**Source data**
_ _ _ _

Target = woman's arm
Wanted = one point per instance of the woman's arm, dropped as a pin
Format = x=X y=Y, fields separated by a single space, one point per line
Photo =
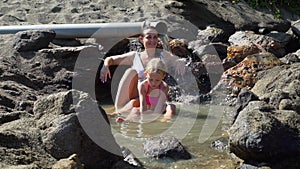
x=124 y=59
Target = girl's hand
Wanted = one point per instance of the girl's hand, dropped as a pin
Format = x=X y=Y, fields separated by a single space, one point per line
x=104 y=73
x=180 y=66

_ _ _ _

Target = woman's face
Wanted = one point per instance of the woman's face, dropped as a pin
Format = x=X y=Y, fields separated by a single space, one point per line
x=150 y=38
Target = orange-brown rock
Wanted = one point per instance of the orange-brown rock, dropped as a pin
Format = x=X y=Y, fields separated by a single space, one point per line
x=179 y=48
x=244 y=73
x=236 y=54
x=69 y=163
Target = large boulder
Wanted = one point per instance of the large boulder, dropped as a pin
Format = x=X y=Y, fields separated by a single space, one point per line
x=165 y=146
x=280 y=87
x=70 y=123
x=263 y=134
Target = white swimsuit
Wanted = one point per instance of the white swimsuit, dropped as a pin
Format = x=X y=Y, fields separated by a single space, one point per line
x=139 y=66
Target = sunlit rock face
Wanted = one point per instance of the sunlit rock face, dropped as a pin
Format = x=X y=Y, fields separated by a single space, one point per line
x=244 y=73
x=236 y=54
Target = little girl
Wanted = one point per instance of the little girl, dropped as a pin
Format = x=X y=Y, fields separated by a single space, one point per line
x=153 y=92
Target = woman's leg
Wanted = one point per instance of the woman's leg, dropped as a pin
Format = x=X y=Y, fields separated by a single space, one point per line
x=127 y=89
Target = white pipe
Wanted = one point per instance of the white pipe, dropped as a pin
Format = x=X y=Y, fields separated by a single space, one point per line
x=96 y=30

_ _ _ _

**EXERCISE GOAL**
Return every line of the records that contains the word "little", copying each line in full.

**THE OUTPUT**
Target = little girl
Wanted = one point per instance of the little girl, dropped as a pin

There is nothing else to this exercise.